• Input:
----------------

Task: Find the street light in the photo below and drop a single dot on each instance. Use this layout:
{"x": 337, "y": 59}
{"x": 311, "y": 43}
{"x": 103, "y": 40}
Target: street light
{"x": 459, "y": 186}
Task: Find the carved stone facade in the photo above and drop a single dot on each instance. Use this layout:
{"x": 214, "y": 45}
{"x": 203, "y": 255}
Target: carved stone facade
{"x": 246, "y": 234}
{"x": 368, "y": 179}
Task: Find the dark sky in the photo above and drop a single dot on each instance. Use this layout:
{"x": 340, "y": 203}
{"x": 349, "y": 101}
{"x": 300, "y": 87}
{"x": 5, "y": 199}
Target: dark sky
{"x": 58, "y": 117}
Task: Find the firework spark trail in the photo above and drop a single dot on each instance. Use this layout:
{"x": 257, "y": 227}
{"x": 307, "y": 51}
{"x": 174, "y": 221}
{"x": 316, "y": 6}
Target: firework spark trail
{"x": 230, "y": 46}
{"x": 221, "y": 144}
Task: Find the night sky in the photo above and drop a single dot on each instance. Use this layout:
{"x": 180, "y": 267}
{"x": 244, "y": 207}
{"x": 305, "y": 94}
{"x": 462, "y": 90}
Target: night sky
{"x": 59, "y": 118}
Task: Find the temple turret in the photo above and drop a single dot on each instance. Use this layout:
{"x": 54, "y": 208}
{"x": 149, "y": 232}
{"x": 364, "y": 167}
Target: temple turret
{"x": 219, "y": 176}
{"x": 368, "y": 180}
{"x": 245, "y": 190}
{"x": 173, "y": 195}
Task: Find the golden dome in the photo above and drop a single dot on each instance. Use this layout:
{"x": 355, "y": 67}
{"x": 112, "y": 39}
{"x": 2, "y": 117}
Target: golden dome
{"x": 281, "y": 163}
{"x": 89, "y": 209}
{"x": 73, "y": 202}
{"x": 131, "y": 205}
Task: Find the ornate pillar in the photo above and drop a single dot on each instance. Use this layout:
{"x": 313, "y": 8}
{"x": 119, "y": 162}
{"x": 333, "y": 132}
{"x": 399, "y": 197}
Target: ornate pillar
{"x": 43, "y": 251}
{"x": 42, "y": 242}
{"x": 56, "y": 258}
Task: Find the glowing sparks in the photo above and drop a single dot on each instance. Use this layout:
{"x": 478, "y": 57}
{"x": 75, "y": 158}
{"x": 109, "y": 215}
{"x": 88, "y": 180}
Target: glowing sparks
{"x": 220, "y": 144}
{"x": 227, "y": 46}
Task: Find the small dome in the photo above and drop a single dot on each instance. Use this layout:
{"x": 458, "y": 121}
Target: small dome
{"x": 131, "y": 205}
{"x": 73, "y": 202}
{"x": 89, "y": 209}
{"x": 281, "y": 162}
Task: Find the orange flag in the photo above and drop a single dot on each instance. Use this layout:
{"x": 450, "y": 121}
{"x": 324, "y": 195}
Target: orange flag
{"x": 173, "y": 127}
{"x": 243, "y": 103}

----------------

• Requirement:
Each entry must be set down exactly as it appears.

• Output for this task:
Task: Find the street light in the photo below and drop a single dot on each instance. Use this layout:
{"x": 337, "y": 59}
{"x": 311, "y": 43}
{"x": 103, "y": 40}
Target: street light
{"x": 459, "y": 186}
Task: Find the carved stone facade in the photo above and drop a single dot on each instance. Use this layout:
{"x": 214, "y": 45}
{"x": 203, "y": 255}
Target: carved stone facade
{"x": 246, "y": 234}
{"x": 368, "y": 179}
Task: Find the dark sky in the photo above and drop a single dot on each instance. Use this layout:
{"x": 340, "y": 203}
{"x": 349, "y": 101}
{"x": 300, "y": 87}
{"x": 5, "y": 199}
Target: dark sky
{"x": 58, "y": 117}
Task: Find the firework spark trail in the photo above and drop a single dot on each instance. Use this layout:
{"x": 257, "y": 227}
{"x": 307, "y": 51}
{"x": 174, "y": 221}
{"x": 316, "y": 6}
Target: firework spark trail
{"x": 230, "y": 46}
{"x": 221, "y": 144}
Task: Find the night sky in the photo above and drop a single dot on each instance. Use this layout:
{"x": 180, "y": 267}
{"x": 244, "y": 207}
{"x": 305, "y": 94}
{"x": 462, "y": 90}
Target: night sky
{"x": 59, "y": 118}
Task: Find the temple turret in the photo above and drop a single dot on each instance. Use this layout:
{"x": 54, "y": 208}
{"x": 149, "y": 232}
{"x": 364, "y": 167}
Target: temple turret
{"x": 219, "y": 176}
{"x": 368, "y": 180}
{"x": 245, "y": 190}
{"x": 173, "y": 195}
Task: Find the golden dome in the photo above and drop a single dot on each instance. Use this layout:
{"x": 355, "y": 67}
{"x": 112, "y": 39}
{"x": 2, "y": 117}
Target: golden dome
{"x": 281, "y": 163}
{"x": 89, "y": 209}
{"x": 73, "y": 202}
{"x": 131, "y": 205}
Task: Find the ornate pillar in the photo above and drop a single dot on each instance. Use this layout:
{"x": 313, "y": 8}
{"x": 119, "y": 162}
{"x": 333, "y": 132}
{"x": 399, "y": 197}
Target: ornate pillar
{"x": 43, "y": 251}
{"x": 42, "y": 242}
{"x": 56, "y": 258}
Task: Find the glowing sparks in the photo above and drop a single dot on each instance. Use this layout:
{"x": 478, "y": 57}
{"x": 75, "y": 158}
{"x": 109, "y": 215}
{"x": 88, "y": 180}
Target: glowing sparks
{"x": 220, "y": 144}
{"x": 227, "y": 46}
Task: Find the small dome in the photo above and drop a single dot on each instance. Use this layout:
{"x": 458, "y": 121}
Target: small dome
{"x": 131, "y": 205}
{"x": 73, "y": 202}
{"x": 89, "y": 209}
{"x": 281, "y": 162}
Task: Find the orange flag in the photo above and drop a single dot on each instance. Use this layout:
{"x": 450, "y": 121}
{"x": 324, "y": 195}
Target: orange flag
{"x": 173, "y": 127}
{"x": 243, "y": 103}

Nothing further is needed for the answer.